Миссис Рёскин

Это один из лучших критических текстов, прочитанных мной. Я даже
не знаю, эссе это, исследование или аналитическая статья. Сам
Кузьминский рассказывал, что сделал этот текст для журнала «Вопросы
литературы», то есть, видимо, сам автор считает его по-научному
точным и методологически корректным. Всё верно, всё именно так
и обстоит. Это только стороннему наблюдателю может показаться,
что логика изложения данного текста прихотлива, и настояна на
порхании самых что ни на есть непрямых ассоциаций, ан нет. В тексте
Кузьминского всё точно, как в аптеке, той самой, что испокон стоит
на ночной улице.

Текст публикуется с любезного разрешения автора.

Я слышу
не то, что ты мне говоришь, а голос.

Иосиф Бродский

Я как будто составлен тобой из осколков твоей немоты.

Иван Жданов

Зима. Но водопад Гленфинласа шумен и жив, На береговых скалах
– твёрдая прозрачная плёнка; к вечеру она тоньшает, однако за
ночь брызги опять намерзают на цветную структуру камня. Старик,
осознавший себя стариком, тяжко преклоняет колени, тянет пальцы
к узорному минералу, знакомому наизусть, скопированному, прописанному
до завитка, до выщерблины в часы давних, летних этюдов. Подушечки
натыкаются на прохладную преграду. Миллиметра полтора, не больше.
Матовые царапины поперёк орнамента натуры. Мокрая стружка под
ногтями.

Впрочем, вряд ли Рёскин возвращался на шотландскую дачу после
1853 года. Бдения в пустом доме, где некогда двое равно возлюбленных
им, юноша и женщина, вдруг увернулись от объятий, встретили нежность
мучительной пощёчиной, — это слишком. Даже для виднейшего арт-критика.

::::::

Задание - Подхватите, пожалуйста, приведённый выше текст о Рёскине и продолжите его сразу после последнего предложения.

::::::

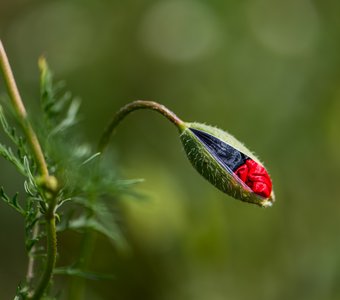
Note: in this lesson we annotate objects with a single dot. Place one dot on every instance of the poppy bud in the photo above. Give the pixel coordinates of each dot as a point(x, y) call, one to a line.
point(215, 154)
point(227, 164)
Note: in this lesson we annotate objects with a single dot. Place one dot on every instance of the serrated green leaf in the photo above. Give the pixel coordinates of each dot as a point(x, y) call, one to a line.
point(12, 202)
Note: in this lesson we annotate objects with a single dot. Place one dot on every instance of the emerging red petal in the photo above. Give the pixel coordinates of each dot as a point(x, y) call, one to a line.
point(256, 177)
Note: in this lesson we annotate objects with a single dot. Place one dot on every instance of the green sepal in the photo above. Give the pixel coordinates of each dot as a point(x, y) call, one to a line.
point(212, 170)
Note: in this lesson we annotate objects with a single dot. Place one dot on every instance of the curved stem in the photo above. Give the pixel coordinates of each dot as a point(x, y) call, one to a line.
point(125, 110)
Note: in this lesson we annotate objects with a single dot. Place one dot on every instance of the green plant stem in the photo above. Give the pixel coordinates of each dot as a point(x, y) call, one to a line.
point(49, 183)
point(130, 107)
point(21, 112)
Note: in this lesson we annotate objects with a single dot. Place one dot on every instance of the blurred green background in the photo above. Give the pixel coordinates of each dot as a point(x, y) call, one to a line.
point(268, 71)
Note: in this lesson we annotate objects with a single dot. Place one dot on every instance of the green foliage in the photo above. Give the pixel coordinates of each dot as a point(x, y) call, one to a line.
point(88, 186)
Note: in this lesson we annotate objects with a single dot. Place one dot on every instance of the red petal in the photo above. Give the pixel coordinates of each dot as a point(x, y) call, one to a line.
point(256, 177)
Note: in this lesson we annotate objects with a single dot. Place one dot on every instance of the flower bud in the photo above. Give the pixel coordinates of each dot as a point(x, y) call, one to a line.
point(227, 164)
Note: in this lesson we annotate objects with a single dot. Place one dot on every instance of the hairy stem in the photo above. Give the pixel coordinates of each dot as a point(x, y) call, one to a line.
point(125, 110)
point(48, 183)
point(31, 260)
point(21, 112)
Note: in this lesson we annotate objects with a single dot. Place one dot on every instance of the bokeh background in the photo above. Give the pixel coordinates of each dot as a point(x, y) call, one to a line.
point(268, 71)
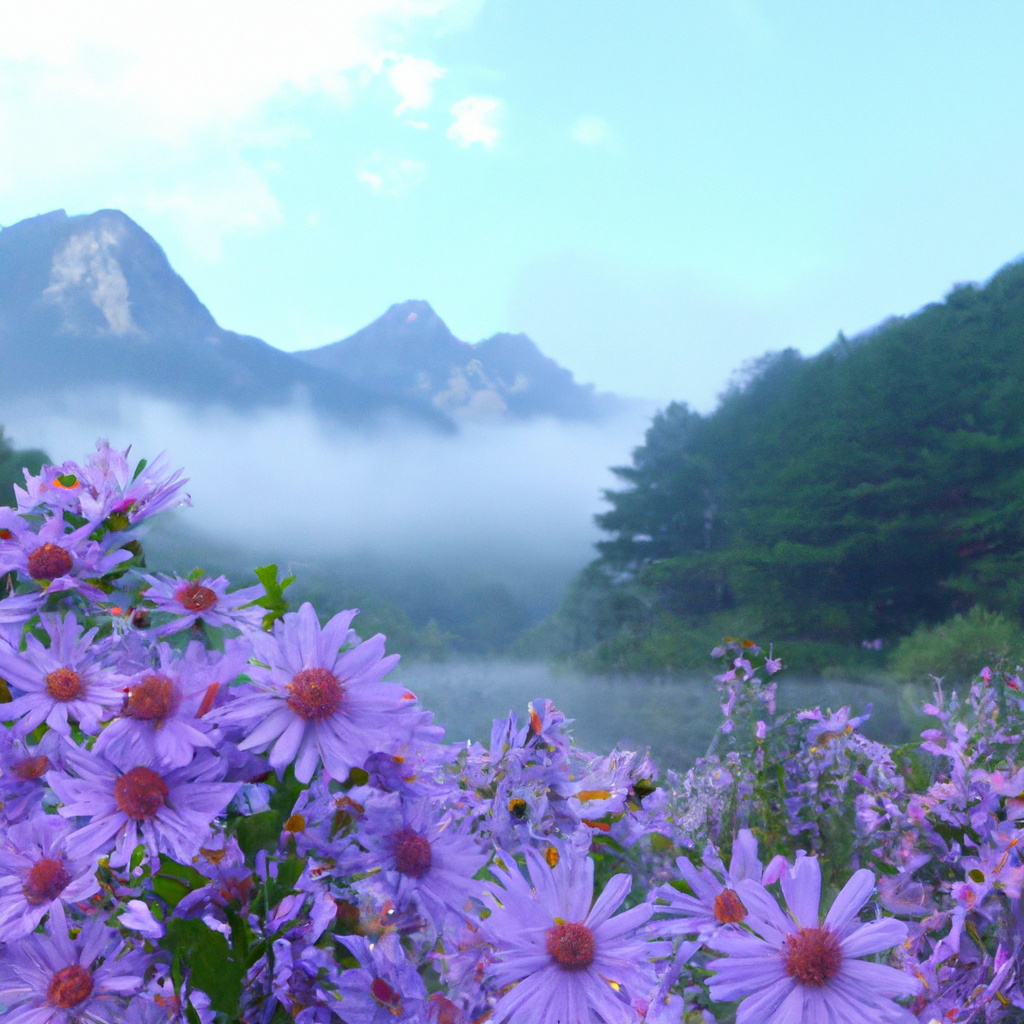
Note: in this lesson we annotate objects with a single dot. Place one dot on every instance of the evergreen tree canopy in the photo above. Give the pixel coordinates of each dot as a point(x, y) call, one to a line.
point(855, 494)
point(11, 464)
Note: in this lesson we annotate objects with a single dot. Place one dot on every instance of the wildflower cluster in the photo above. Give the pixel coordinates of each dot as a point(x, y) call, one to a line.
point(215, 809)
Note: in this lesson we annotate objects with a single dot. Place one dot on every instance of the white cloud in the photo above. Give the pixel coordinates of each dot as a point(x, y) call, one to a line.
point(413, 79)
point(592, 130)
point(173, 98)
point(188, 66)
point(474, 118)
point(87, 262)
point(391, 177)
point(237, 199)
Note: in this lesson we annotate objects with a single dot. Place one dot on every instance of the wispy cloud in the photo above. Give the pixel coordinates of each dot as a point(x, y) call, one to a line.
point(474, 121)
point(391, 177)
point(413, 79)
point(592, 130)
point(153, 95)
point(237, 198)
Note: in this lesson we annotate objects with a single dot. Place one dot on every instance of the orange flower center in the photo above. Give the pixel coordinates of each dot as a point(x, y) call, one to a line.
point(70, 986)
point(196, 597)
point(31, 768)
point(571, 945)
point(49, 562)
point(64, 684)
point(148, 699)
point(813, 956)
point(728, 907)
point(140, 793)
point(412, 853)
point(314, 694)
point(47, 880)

::::::

Ответ на задание -
В то лето молокосос написал его портрет — в полный рост на фоне
водопада. Дряхлое лицо смотрит с холста. Рёскину было всего тридцать
четыре. Пригретый за пазухою сквернавец ещё тогда, выходит, осознал
его стариком.

Джон Рёскин добился европейской известности в двадцать семь лет.
Вышел второй том капитальной монографии «Английские художники»;
колонки и рецензии в серьезных газетах подпитывали репутацию бунтаря
и оригинала, приверженца естественности в искусстве и гонителя
академических косностей. Для полного счастья недоставало конкретных
фактов худпроцесса, подтверждающих верность его концепции. Викторианский
живописец середины XIX века — довлел кровный, завоёванный
сэр Джошуа Рейнольде, бурбон, ремесленник, Лактионов и Вадим Полевой
в одном багровом лице.

Выпускников училища при Королевской академии, которые по мальчишеской
любви к тайным обществам, страшным клятвам и хриплым шёпотам при
свечах объединились в Братство прерафаэлитов, Рёскин углядел не
сразу. Но, углядев, вцепился, словно слезоточивая пиявка. Букет
обзорных статей, пространные послания каждому персонально. Наконец
торжественное личное знакомство: с такой физиономией декан филфака
Иван Ф. Волков читал невеждам вступительную лекцию о вопрекизме
и благодаризме, пуще нажимая на вопрекизм.

Будучи одержим идеей рассудочного воздействия на творческий акт,
Рёскин всё же обладал неплохим эстетическим чутьём и быстро выделил
среди новонабранных учеников самого талантливого. Им
оказался Джон Эверетт Миллей; к нему-то критик и применил крайнюю
степень воздействия: путался под ногами, распевал дифирамбы, а
потом пригласил на лето в Гленфинлас, дабы лепить зрелого мастера
в интимной обстановке. Молодую супругу Рёскина звали Юфимия (Эффи).
Миллей рисовал мужа и жену вдвоём и поодиночке; все вместе они
отправлялись на этюды, и юноша разрешал мэтру править свои наброски,
если акварельная соломинка торчала из гнезда не под тем углом
или крапинка на яйце помещалась в миллиметре левее.

В августе Миллей отблагодарил хозяина за науку парадоксальным,
но и весьма органичным способом: увёл у того жену. Нервная, грязная
история, достойная скорее 50-х годов нынешнего столетия, нежели
минувшего.

Всего печальней, что практика прерафаэлитов вовсе не основывалась
на подражании природе, как ни силился Рёскин их в это русло затолкать.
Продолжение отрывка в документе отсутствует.